**PROBLEM TO SOLVE**
Identify each line below that contains the word "ceiling", and copy those lines in full.

····················

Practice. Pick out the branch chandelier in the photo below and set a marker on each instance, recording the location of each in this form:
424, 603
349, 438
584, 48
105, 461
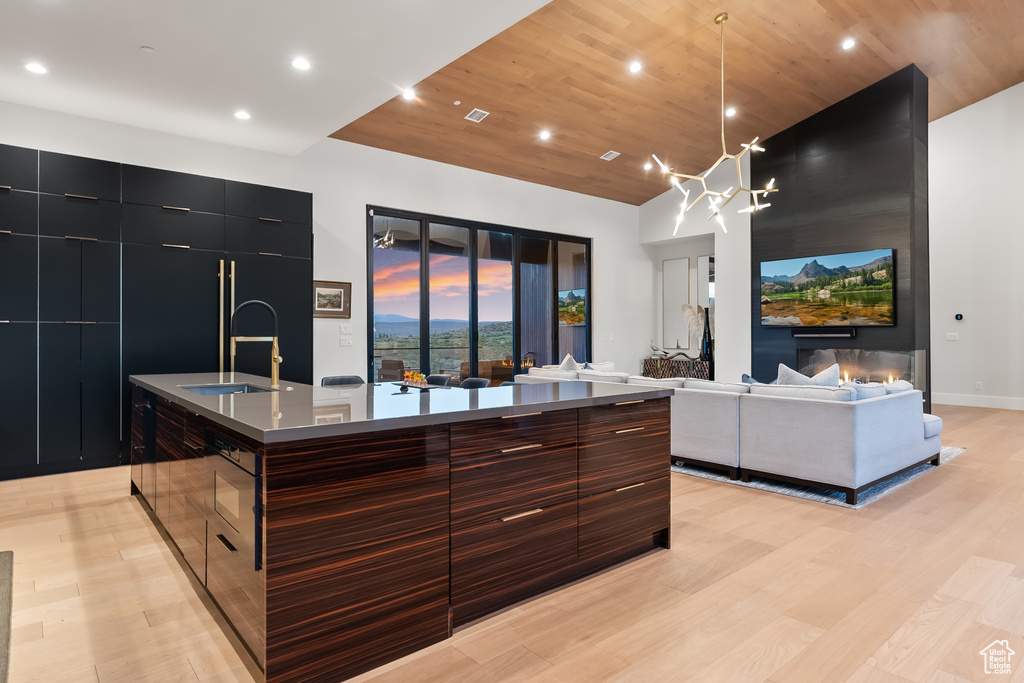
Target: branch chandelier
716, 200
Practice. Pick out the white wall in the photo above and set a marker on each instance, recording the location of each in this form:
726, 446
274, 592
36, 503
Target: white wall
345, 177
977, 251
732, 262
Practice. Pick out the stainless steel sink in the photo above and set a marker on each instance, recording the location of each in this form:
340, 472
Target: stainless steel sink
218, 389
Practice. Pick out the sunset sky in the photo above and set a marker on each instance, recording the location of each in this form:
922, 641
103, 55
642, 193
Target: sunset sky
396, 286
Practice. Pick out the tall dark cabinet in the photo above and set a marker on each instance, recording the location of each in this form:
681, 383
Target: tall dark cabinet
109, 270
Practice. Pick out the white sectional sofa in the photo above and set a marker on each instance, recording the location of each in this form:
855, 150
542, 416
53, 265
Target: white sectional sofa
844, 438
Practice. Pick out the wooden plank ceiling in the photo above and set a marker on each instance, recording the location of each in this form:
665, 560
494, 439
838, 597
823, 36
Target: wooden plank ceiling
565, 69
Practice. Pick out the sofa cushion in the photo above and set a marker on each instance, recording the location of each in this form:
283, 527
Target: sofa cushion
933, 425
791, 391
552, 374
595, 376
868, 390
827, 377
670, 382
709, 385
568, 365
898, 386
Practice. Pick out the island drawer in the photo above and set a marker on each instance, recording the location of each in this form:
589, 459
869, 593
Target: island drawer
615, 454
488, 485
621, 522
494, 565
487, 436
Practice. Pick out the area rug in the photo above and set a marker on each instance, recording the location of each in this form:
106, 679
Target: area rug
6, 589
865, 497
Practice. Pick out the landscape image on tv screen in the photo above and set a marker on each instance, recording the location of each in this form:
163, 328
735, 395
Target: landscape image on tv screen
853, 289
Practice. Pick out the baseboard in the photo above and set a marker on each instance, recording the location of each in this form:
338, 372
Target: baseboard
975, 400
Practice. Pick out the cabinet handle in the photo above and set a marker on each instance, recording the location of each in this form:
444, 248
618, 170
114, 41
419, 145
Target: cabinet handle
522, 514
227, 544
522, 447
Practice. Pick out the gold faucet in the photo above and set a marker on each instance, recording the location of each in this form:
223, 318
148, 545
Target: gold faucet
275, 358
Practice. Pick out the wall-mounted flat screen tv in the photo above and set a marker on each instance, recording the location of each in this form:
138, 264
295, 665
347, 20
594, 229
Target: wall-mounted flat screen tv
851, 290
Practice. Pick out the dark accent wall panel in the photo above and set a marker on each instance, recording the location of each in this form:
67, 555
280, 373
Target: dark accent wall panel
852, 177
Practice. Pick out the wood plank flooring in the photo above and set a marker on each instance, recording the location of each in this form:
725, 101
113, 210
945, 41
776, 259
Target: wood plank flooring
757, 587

····················

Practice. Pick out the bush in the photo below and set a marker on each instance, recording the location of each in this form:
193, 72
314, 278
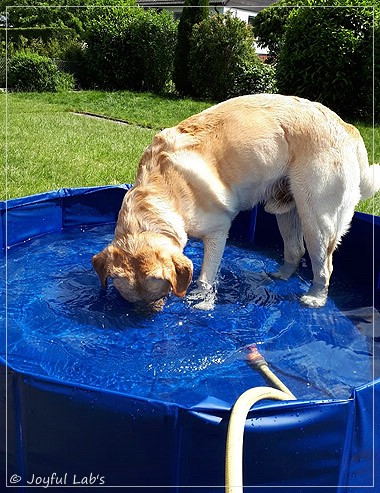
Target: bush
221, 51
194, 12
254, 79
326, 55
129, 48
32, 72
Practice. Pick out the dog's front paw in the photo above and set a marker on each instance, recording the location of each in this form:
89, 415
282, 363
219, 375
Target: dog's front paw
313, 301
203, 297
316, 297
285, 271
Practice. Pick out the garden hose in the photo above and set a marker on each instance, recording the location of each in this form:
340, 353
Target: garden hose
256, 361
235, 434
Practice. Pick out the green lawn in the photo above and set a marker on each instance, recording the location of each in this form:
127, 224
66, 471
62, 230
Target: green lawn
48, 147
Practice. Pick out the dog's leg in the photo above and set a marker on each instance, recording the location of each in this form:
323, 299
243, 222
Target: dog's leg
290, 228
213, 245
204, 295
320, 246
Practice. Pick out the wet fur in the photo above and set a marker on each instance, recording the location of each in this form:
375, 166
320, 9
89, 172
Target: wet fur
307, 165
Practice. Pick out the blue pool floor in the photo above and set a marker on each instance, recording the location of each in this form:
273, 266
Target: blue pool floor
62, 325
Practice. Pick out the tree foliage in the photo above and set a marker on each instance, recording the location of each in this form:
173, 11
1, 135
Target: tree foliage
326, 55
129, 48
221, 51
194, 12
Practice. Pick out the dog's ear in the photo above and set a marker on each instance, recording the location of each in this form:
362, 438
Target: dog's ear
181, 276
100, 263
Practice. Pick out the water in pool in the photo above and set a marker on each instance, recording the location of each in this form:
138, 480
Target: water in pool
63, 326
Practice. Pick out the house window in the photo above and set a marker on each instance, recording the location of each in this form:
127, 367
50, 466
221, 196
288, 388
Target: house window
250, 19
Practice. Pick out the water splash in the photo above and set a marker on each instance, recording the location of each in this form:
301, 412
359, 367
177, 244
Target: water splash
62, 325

····················

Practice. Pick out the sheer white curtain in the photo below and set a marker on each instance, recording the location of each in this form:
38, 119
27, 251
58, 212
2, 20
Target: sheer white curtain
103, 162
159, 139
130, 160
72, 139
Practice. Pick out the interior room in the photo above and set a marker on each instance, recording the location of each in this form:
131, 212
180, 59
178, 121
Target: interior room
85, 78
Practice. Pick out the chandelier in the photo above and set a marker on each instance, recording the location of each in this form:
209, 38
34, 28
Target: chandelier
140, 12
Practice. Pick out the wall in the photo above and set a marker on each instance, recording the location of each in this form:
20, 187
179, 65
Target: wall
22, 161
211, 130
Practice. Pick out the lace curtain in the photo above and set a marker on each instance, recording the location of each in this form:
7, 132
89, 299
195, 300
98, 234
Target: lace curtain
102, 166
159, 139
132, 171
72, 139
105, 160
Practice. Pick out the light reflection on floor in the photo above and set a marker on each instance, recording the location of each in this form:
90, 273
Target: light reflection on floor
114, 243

····················

**TASK OUTPUT**
Practice. Pick out the wooden plank ceiling in the photo above and set a marker on each instance, recording the location of each in this form:
Target: wooden plank ceiling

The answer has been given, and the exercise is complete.